## Extracted information
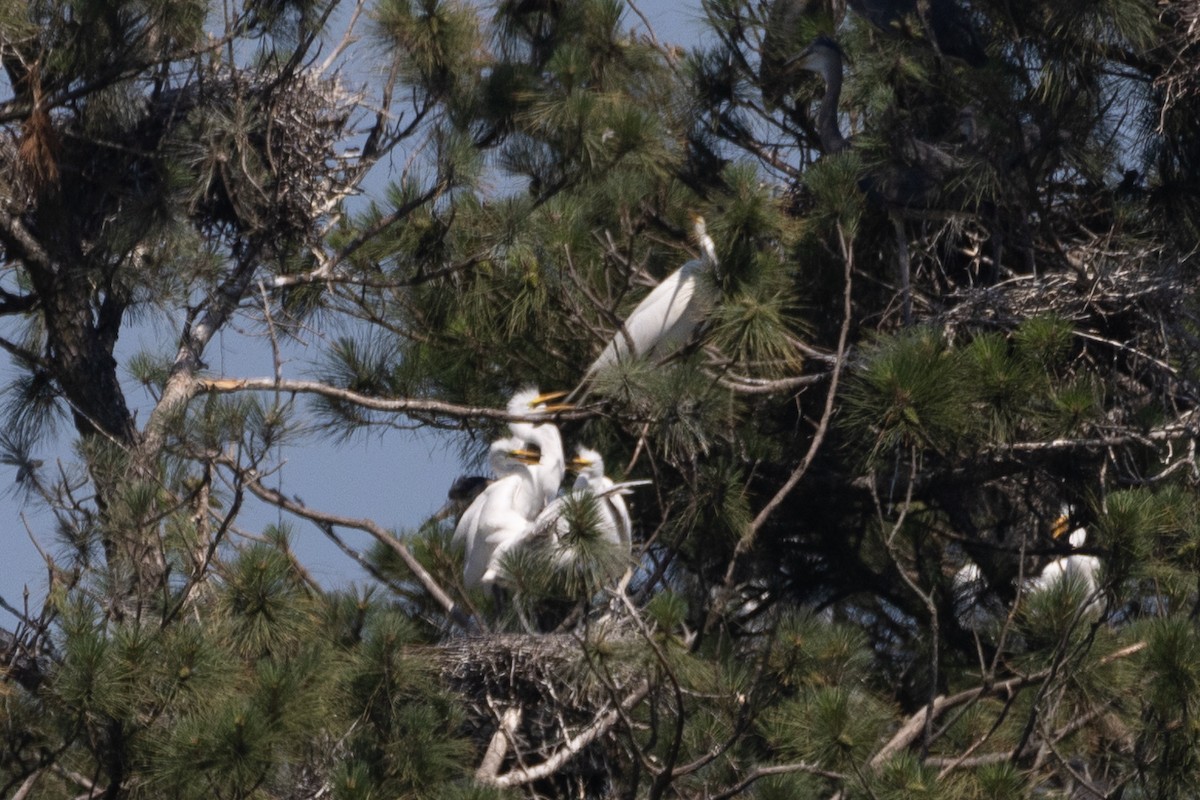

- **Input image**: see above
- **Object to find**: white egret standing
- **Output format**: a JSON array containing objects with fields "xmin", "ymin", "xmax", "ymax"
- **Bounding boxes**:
[
  {"xmin": 453, "ymin": 436, "xmax": 541, "ymax": 589},
  {"xmin": 581, "ymin": 215, "xmax": 719, "ymax": 383},
  {"xmin": 506, "ymin": 387, "xmax": 571, "ymax": 511}
]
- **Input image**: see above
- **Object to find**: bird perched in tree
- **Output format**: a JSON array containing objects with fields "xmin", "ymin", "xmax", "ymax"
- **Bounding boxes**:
[
  {"xmin": 432, "ymin": 474, "xmax": 491, "ymax": 523},
  {"xmin": 784, "ymin": 35, "xmax": 851, "ymax": 155},
  {"xmin": 579, "ymin": 215, "xmax": 719, "ymax": 389},
  {"xmin": 452, "ymin": 436, "xmax": 541, "ymax": 589},
  {"xmin": 564, "ymin": 446, "xmax": 634, "ymax": 550},
  {"xmin": 528, "ymin": 446, "xmax": 650, "ymax": 577},
  {"xmin": 789, "ymin": 35, "xmax": 965, "ymax": 323},
  {"xmin": 848, "ymin": 0, "xmax": 987, "ymax": 67},
  {"xmin": 1026, "ymin": 509, "xmax": 1102, "ymax": 610},
  {"xmin": 506, "ymin": 387, "xmax": 571, "ymax": 509},
  {"xmin": 759, "ymin": 0, "xmax": 846, "ymax": 112}
]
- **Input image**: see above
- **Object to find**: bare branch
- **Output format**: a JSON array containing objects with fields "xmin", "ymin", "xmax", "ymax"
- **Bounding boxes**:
[
  {"xmin": 868, "ymin": 641, "xmax": 1146, "ymax": 769},
  {"xmin": 710, "ymin": 762, "xmax": 847, "ymax": 800},
  {"xmin": 197, "ymin": 377, "xmax": 593, "ymax": 425},
  {"xmin": 229, "ymin": 461, "xmax": 475, "ymax": 630},
  {"xmin": 704, "ymin": 223, "xmax": 855, "ymax": 634},
  {"xmin": 485, "ymin": 682, "xmax": 651, "ymax": 789}
]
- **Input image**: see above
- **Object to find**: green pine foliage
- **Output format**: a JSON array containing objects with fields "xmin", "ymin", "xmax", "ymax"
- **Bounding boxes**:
[{"xmin": 3, "ymin": 0, "xmax": 1200, "ymax": 797}]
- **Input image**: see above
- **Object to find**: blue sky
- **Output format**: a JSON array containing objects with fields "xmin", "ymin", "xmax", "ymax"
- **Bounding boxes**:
[{"xmin": 0, "ymin": 0, "xmax": 708, "ymax": 612}]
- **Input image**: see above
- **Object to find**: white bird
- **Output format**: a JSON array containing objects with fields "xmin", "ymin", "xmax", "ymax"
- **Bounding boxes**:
[
  {"xmin": 1028, "ymin": 525, "xmax": 1101, "ymax": 599},
  {"xmin": 453, "ymin": 436, "xmax": 541, "ymax": 589},
  {"xmin": 507, "ymin": 387, "xmax": 571, "ymax": 511},
  {"xmin": 564, "ymin": 446, "xmax": 634, "ymax": 549},
  {"xmin": 582, "ymin": 215, "xmax": 719, "ymax": 381},
  {"xmin": 1026, "ymin": 508, "xmax": 1102, "ymax": 609},
  {"xmin": 528, "ymin": 447, "xmax": 650, "ymax": 575}
]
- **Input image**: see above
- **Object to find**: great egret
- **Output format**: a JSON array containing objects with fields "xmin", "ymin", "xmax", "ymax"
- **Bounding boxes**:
[
  {"xmin": 506, "ymin": 387, "xmax": 571, "ymax": 510},
  {"xmin": 565, "ymin": 446, "xmax": 633, "ymax": 549},
  {"xmin": 453, "ymin": 436, "xmax": 541, "ymax": 589},
  {"xmin": 1025, "ymin": 507, "xmax": 1102, "ymax": 612},
  {"xmin": 527, "ymin": 446, "xmax": 650, "ymax": 576},
  {"xmin": 582, "ymin": 216, "xmax": 719, "ymax": 384},
  {"xmin": 1027, "ymin": 522, "xmax": 1101, "ymax": 601}
]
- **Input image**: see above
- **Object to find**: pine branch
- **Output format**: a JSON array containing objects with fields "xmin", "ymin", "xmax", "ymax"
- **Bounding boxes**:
[
  {"xmin": 142, "ymin": 244, "xmax": 263, "ymax": 458},
  {"xmin": 230, "ymin": 461, "xmax": 475, "ymax": 631},
  {"xmin": 269, "ymin": 177, "xmax": 453, "ymax": 289},
  {"xmin": 198, "ymin": 376, "xmax": 593, "ymax": 425},
  {"xmin": 704, "ymin": 222, "xmax": 855, "ymax": 634},
  {"xmin": 868, "ymin": 641, "xmax": 1147, "ymax": 769},
  {"xmin": 475, "ymin": 706, "xmax": 523, "ymax": 783},
  {"xmin": 710, "ymin": 762, "xmax": 847, "ymax": 800}
]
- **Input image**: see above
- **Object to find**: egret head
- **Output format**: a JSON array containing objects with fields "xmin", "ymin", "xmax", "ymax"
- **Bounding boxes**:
[
  {"xmin": 488, "ymin": 435, "xmax": 541, "ymax": 473},
  {"xmin": 508, "ymin": 386, "xmax": 573, "ymax": 416},
  {"xmin": 1051, "ymin": 502, "xmax": 1075, "ymax": 538},
  {"xmin": 689, "ymin": 214, "xmax": 718, "ymax": 269},
  {"xmin": 1051, "ymin": 504, "xmax": 1087, "ymax": 548},
  {"xmin": 568, "ymin": 446, "xmax": 605, "ymax": 478}
]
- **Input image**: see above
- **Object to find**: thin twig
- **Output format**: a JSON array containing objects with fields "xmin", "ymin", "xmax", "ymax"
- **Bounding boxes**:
[
  {"xmin": 704, "ymin": 223, "xmax": 855, "ymax": 633},
  {"xmin": 230, "ymin": 461, "xmax": 475, "ymax": 630}
]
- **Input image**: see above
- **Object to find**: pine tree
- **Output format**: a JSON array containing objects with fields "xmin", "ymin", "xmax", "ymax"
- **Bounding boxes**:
[{"xmin": 2, "ymin": 0, "xmax": 1200, "ymax": 797}]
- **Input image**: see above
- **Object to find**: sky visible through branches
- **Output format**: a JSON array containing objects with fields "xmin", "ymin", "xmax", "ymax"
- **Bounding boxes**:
[{"xmin": 0, "ymin": 0, "xmax": 706, "ymax": 611}]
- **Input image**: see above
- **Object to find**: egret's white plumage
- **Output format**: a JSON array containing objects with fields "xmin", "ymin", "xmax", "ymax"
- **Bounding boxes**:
[
  {"xmin": 565, "ymin": 446, "xmax": 633, "ymax": 549},
  {"xmin": 528, "ymin": 446, "xmax": 649, "ymax": 574},
  {"xmin": 453, "ymin": 436, "xmax": 540, "ymax": 589},
  {"xmin": 507, "ymin": 387, "xmax": 570, "ymax": 511},
  {"xmin": 1028, "ymin": 525, "xmax": 1101, "ymax": 598},
  {"xmin": 1026, "ymin": 515, "xmax": 1102, "ymax": 614},
  {"xmin": 584, "ymin": 216, "xmax": 719, "ymax": 378}
]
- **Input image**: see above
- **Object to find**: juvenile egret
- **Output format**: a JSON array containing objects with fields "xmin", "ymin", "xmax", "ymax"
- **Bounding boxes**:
[
  {"xmin": 1026, "ymin": 509, "xmax": 1102, "ymax": 609},
  {"xmin": 528, "ymin": 446, "xmax": 650, "ymax": 574},
  {"xmin": 1028, "ymin": 524, "xmax": 1101, "ymax": 599},
  {"xmin": 566, "ymin": 446, "xmax": 633, "ymax": 549},
  {"xmin": 453, "ymin": 436, "xmax": 541, "ymax": 589},
  {"xmin": 582, "ymin": 215, "xmax": 719, "ymax": 381},
  {"xmin": 506, "ymin": 387, "xmax": 571, "ymax": 510}
]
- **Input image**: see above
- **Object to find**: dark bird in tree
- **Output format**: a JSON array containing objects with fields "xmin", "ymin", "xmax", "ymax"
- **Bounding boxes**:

## What is needed
Show all lines above that contain "bird".

## Solution to the problem
- **Object to find**: bird perched in tree
- **Object to find**: white bird
- **Object to find**: dark bird in tree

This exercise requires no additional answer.